Görev. İtirazın iptali davasını anlatan metne göre şu üç ifade doğru mu, her biri için evet ya da hayır deyip metnin karar verdiren sözlerini tırnak içinde aktarın: (a) İtirazın iptali davası, icra takibinin devam etmesini sağlamak için açılır. (b) İcra mahkemesi ödeme emrinin iptaline karar verse bile iptal davası görülmeye devam eder. (c) Borçlunun itirazı süresi geçtikten sonra yapılmış olsa da dava açmak için yeterlidir.
═════ Verilen Metin
İNCELEME VE GEREKÇE: Dava hukuki niteliği itibariyle,——- takibine davalının yapmış olduğu itirazın İİK 67. maddesi gereğince iptali ile icra inkar tazminatı isteminden ibarettir.
İİK. mad. 67/I -III, V‟de düzenlenmiş bulunan itirazın iptali davası, borçlunun itirazının hükümsüz kılınarak, itiraz ile duran ilâmsız takibe konu olan alacağın varlığının saptanarak, icra takibinin devam etmesini (ve bu suretle, takip konusu alacağın borçludan alınmasını) sağlamak amacı ile açılır.
İtirazın iptali davası açılabilmesi için; a) Yetkili icra dairesinde yapılmış geçerli bir ilamsız icra takibi bulunmalıdır. İtirazın iptal davası, icra takibi ile bağlantılı olduğundan, davalı aleyhine yapılmış geçerli bir icra takibi bulunmadıkça, itirazın iptali davası dinlenmez. Yetkili icra dairesinde yapılmış usulüne uygun bir icra takibi bulunmadıkça, itirazın iptali davası açılamaz. Eğer, icra mahkemesince “ödeme emrinin iptaline” ya da “icra takibinin iptaline” karar verilmişse, iptal davası konusuz kalır.
b) Borçlu tarafından süresi içinde yapılmış -ve hakkındaki takibi durdurmuş olan- geçerli bir itiraz bulunmalıdır.
══════════
═════ Verilen Öğeler
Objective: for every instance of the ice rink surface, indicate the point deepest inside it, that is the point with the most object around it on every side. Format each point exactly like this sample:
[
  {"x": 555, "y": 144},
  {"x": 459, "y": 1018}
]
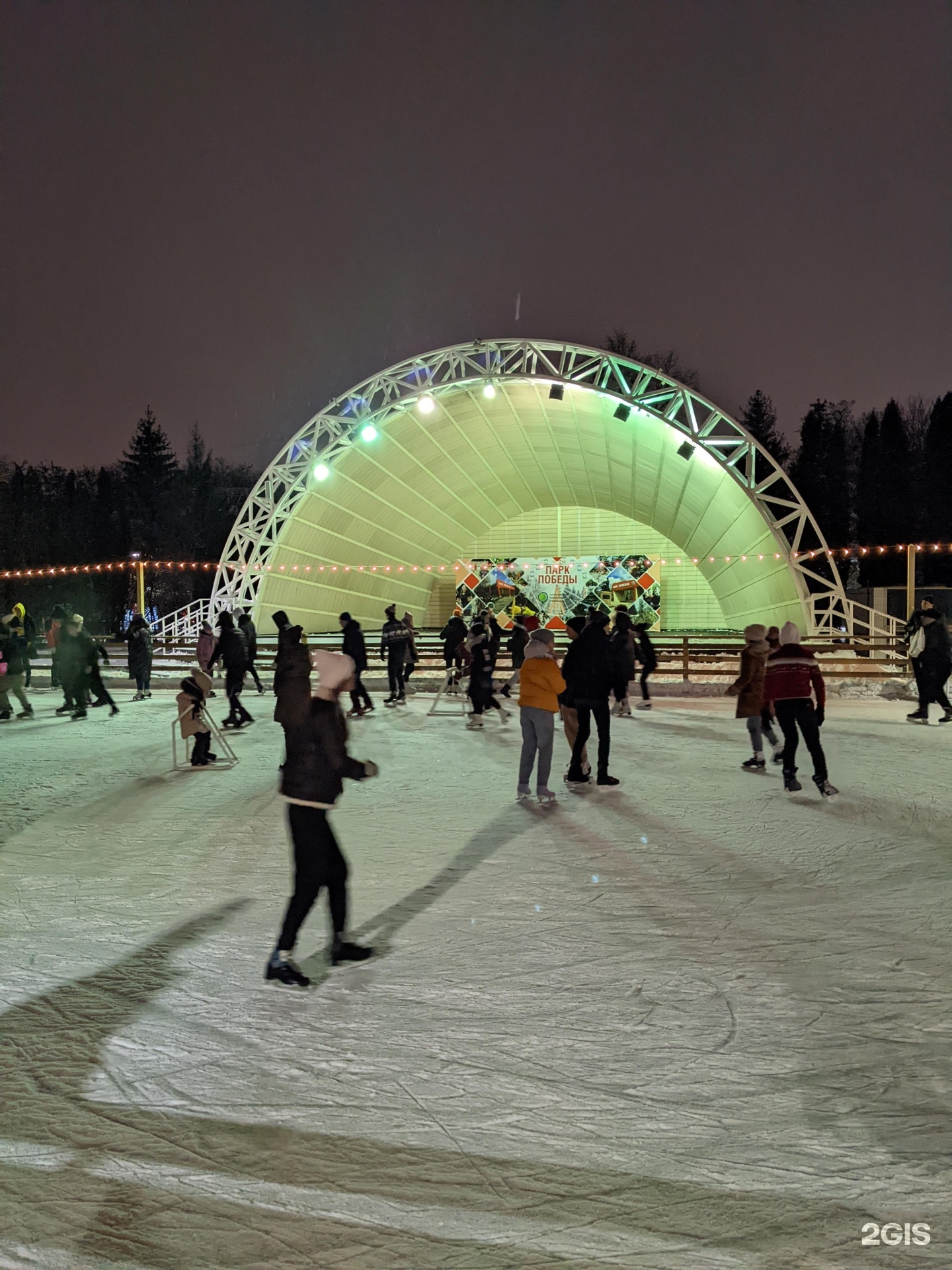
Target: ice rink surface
[{"x": 690, "y": 1024}]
══════════
Alıştırmanın Cevabı.
(a) Evet: "icra takibinin devam etmesini (ve bu suretle, takip konusu alacağın borçludan alınmasını) sağlamak amacı ile açılır."
(b) Hayır: "Eğer, icra mahkemesince “ödeme emrinin iptaline” ya da “icra takibinin iptaline” karar verilmişse, iptal davası konusuz kalır."
(c) Hayır: "Borçlu tarafından süresi içinde yapılmış -ve hakkındaki takibi durdurmuş olan- geçerli bir itiraz bulunmalıdır."